Source passage
In meandering along the Texan bank of the river as a land surveyor, from the New Mexican line to a point below Fort Quitman, in 1858, 1859, and 1860, I observed that the deposit was from onehalf inch to 3 inches annually, that during the floods the bed of the river was constantly changing by erosion and deposit, and that in regular cycles it shifted from one of its firm rocky or clay banks to the other, as the deposits had raised the side of the valley through which it then flowed above the level of the opposite side. Generally this change took place slowly, by erosion and deposit of matter entirely in suspension; but frequently hundreds of acres would be passed in a single day by a cut-off in a bend of one channel, and sometimes the bed would suddenly change from one firm bank to the other, a distance of perhaps 20 miles in length by 6 in width. For instance, when surveying "El Canutillo," a valley a short distance above El Paso, the river was moving westward, and about the middle of the valley, which was some 6 miles wide. Old Mexicans who had lived in the vicinity informed me that in 1821 the river ran close along the eastern bluff, where its bed was plainly to be seen, as was also a less plainly outlined bed along the bluffs on the opposite side, where the river flows at this date, and gives evidence of returning abruptly to the eastern bluffs again at the next greatest high tide, to its old channel along the bed of the track of the Santa Fe Railroad.

In another case, more recent and extensive, in the great valley below El Paso, some 12 miles in width and 20 miles long, the river, as was plainly evident at the time I was surveying the land, had made a sudden change from the bluffs on the eastern or Texan side to the western or Mexican side of the valley.

Mexicans who had been residents continuously in that vicinity informed me that this change took place in 1842.

Again, in 1884, in this vicinity, the river swept suddenly from the Mexican side, crossed the Southern Pacific Railroad, and destroyed both track and bed for a distance of 15 miles, stopping traffic for a period of three months and causing the removal of the road to hills above the valley.

Given instruction 1
Copy everything from "In another case, more" down to "place in 1842." in the account of the river's shifting channel, swapping "valley" for "basin".

(Extracted records)
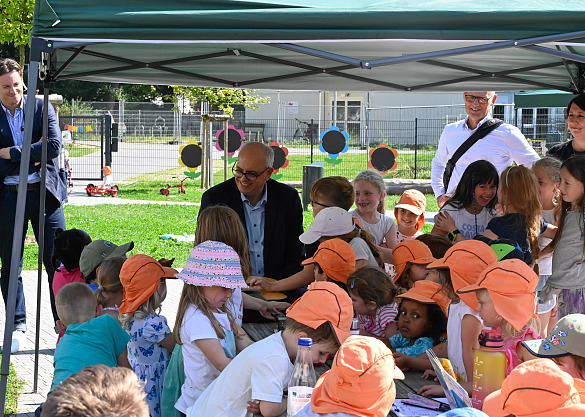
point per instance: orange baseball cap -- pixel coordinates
(511, 285)
(466, 260)
(336, 258)
(428, 292)
(324, 302)
(413, 251)
(140, 275)
(536, 388)
(360, 382)
(415, 202)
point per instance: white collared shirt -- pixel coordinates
(502, 146)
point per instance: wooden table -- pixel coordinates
(411, 383)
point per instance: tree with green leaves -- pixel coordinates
(16, 23)
(224, 98)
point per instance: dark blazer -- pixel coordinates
(283, 251)
(55, 183)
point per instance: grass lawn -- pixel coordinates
(144, 223)
(13, 390)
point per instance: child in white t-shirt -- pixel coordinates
(462, 266)
(255, 380)
(205, 326)
(471, 208)
(370, 199)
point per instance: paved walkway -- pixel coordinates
(23, 361)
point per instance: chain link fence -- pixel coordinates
(151, 137)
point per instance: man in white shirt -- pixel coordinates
(502, 146)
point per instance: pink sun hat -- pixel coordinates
(213, 264)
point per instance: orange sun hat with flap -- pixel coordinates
(536, 388)
(466, 260)
(140, 276)
(413, 251)
(324, 302)
(511, 285)
(360, 382)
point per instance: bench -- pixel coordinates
(253, 128)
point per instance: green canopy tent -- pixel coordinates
(401, 45)
(317, 44)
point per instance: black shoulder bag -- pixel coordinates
(480, 133)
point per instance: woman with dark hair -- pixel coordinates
(575, 114)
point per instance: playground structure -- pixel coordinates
(166, 190)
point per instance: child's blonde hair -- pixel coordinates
(508, 329)
(519, 187)
(377, 181)
(221, 223)
(108, 279)
(372, 284)
(218, 223)
(335, 190)
(193, 294)
(551, 166)
(75, 303)
(576, 167)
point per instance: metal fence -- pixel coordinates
(150, 139)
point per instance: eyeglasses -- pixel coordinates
(319, 204)
(481, 100)
(250, 176)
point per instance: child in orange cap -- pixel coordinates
(143, 278)
(255, 379)
(506, 295)
(410, 260)
(334, 261)
(410, 215)
(537, 388)
(373, 294)
(360, 382)
(461, 266)
(422, 318)
(566, 347)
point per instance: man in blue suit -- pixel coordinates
(11, 138)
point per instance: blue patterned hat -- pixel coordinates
(566, 338)
(213, 264)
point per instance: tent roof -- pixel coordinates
(405, 45)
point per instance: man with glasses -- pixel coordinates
(12, 107)
(502, 146)
(270, 211)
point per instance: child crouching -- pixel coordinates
(255, 379)
(149, 349)
(88, 340)
(360, 382)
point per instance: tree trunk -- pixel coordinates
(21, 56)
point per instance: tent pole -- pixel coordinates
(41, 241)
(33, 71)
(226, 131)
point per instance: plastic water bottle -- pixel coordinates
(489, 367)
(302, 380)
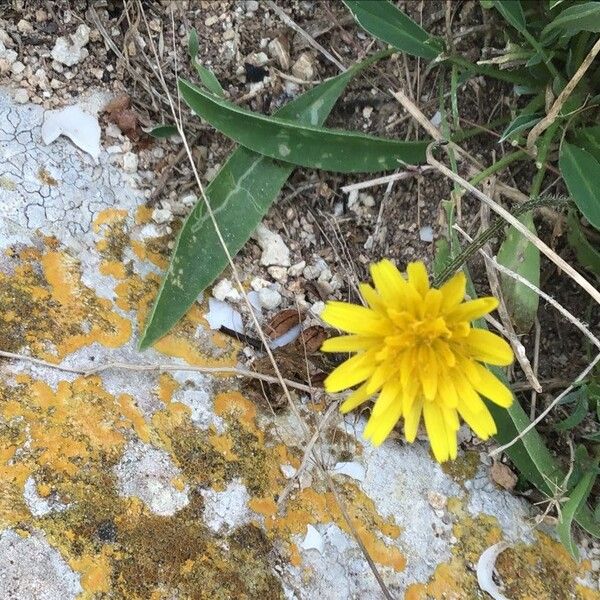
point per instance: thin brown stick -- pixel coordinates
(542, 125)
(539, 244)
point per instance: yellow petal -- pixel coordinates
(353, 318)
(443, 350)
(389, 281)
(432, 303)
(370, 296)
(428, 374)
(452, 426)
(383, 425)
(467, 395)
(348, 343)
(471, 310)
(436, 431)
(357, 397)
(480, 422)
(380, 375)
(453, 291)
(417, 277)
(350, 372)
(488, 347)
(411, 420)
(446, 392)
(389, 394)
(491, 387)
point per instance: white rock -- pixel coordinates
(258, 283)
(21, 96)
(296, 269)
(351, 469)
(303, 68)
(274, 250)
(71, 51)
(147, 473)
(279, 51)
(269, 298)
(80, 127)
(130, 162)
(161, 215)
(225, 290)
(426, 234)
(278, 273)
(313, 540)
(31, 568)
(17, 67)
(227, 509)
(220, 314)
(317, 308)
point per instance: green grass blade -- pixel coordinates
(587, 255)
(240, 195)
(523, 258)
(387, 23)
(580, 170)
(570, 508)
(512, 11)
(576, 18)
(302, 144)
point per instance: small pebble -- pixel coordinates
(269, 298)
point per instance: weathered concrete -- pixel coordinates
(145, 485)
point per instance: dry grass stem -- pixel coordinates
(542, 125)
(509, 218)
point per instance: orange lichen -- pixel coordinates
(541, 571)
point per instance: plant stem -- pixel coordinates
(508, 76)
(488, 234)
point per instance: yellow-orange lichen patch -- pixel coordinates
(51, 311)
(541, 571)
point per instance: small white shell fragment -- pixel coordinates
(80, 127)
(485, 569)
(220, 314)
(287, 338)
(313, 540)
(426, 233)
(351, 469)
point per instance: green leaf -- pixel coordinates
(512, 11)
(521, 256)
(208, 79)
(193, 44)
(387, 23)
(519, 124)
(587, 255)
(303, 144)
(240, 195)
(580, 399)
(580, 170)
(576, 18)
(569, 509)
(588, 138)
(163, 131)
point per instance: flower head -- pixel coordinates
(414, 346)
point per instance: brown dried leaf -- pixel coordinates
(282, 322)
(312, 338)
(503, 475)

Given instruction 2
Find each line in the listing that contains the word "tree", and copy those lines.

Exercise solution 1
In another case, more recent and extensive, in the great basin below El Paso, some 12 miles in width and 20 miles long, the river, as was plainly evident at the time I was surveying the land, had made a sudden change from the bluffs on the eastern or Texan side to the western or Mexican side of the basin.

Mexicans who had been residents continuously in that vicinity informed me that this change took place in 1842.

Exercise solution 2
point per instance: tree with green leaves -- pixel coordinates
point per instance: tree trunk -- pixel coordinates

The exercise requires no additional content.